Dataset —
----------

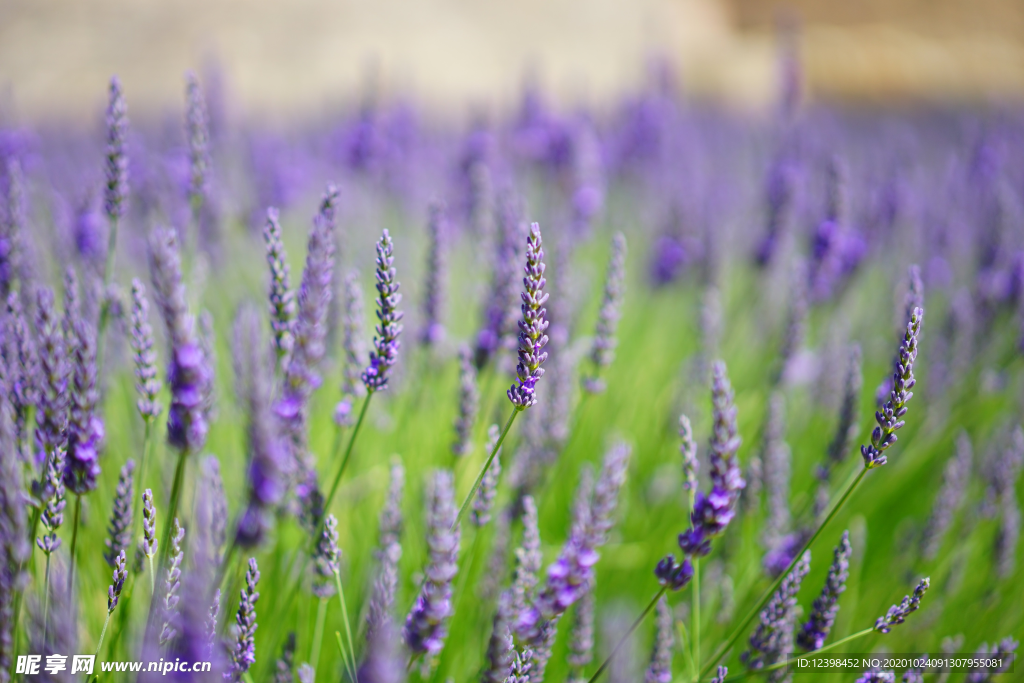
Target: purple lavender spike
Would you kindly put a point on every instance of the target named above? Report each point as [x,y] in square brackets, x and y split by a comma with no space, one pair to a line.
[713,512]
[603,351]
[386,344]
[897,613]
[659,670]
[890,418]
[816,629]
[268,461]
[432,332]
[119,531]
[244,653]
[301,377]
[188,374]
[281,295]
[85,428]
[426,626]
[769,642]
[532,326]
[116,158]
[147,382]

----------

Goal — Write out the entries above again with "lavender bloom" substituted for "lavender spike" and everything else unchanged. Leave out the picture.

Written answer —
Target: purple lavender bloom
Would you kindly put a point on every instance of the target named above? Report each point as [x,y] in square brackets, x and y split by a comma with no space, one pair to a line.
[713,512]
[603,351]
[386,344]
[897,613]
[659,670]
[890,418]
[816,629]
[268,461]
[432,332]
[119,531]
[244,653]
[301,377]
[188,374]
[281,295]
[85,428]
[426,626]
[769,642]
[532,326]
[116,158]
[147,382]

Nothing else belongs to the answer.